So yes, I think the point has been missed. While I can’t speak to the motivations of media figures, this is absolutely no accident on the part of the government – it’s blatant misdirection. Because when it becomes a national discussion about an individual protest or an individual activist group, and not the deep and systemic issues that made people angry enough to protest, they’re off the hook. There’s less scrutiny of the complete and utter failure of successive governments to fulfil their duty to the most vulnerable people in the country, if people are distracted by the minutiae of one incident. While I obviously have no proof, I suspect that Flanagan’s inflammatory comments were calculated in this way. They came, consciously or unconsciously, less from a place of actually wanting to implement any proposal and more jumping on the opportunity to talk about anything other than his party’s deeply rooted classism.
And yes, it is classism. The housing crisis wasn’t a mistake, and it wasn’t just a product of economic circumstance that no one could have foreseen or helped. This was at best horrific negligence and at worst a deliberate policy of social vandalism. We know numerous ways to ease housing crises, and Fine Gael (and to a lesser extent, Fianna Fáil and Sinn Féin) have chosen to use their positions of power to implement basically none of them, for reasons known only to themselves.
At no point since 2011 has construction of social housing in this country been even a quarter of what it was in 2009. The practice of providing government-run “cost rental” housing, common across Europe for decades, has been done exactly zero times in Ireland to date. The government and local authorities have time and time again chosen to sit on their hands and allow dozens of new hotels to be built and properties to be rented short-term, such as on AirBnB (effectively unregulated), in the midst of record-breaking demand for housing and skyrocketing rents. There has been absolutely nothing done to regulate the practice of leaving vacant large swathes of properties by developers or to incentivise turning said properties into accommodation, nor has there been meaningful effort to return vacant state-owned land to the housing supply.

──────────────────────────────

What you need to do
Name every political party mentioned by name in the housing text above.

The data
──────────────────────────────

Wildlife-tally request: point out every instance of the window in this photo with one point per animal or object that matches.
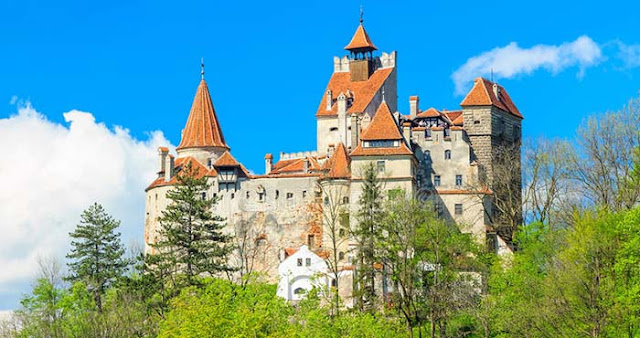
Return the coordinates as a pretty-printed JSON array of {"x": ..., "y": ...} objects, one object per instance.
[{"x": 439, "y": 208}]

──────────────────────────────

Written solution
Fine Gael, Fianna Fáil, Sinn Féin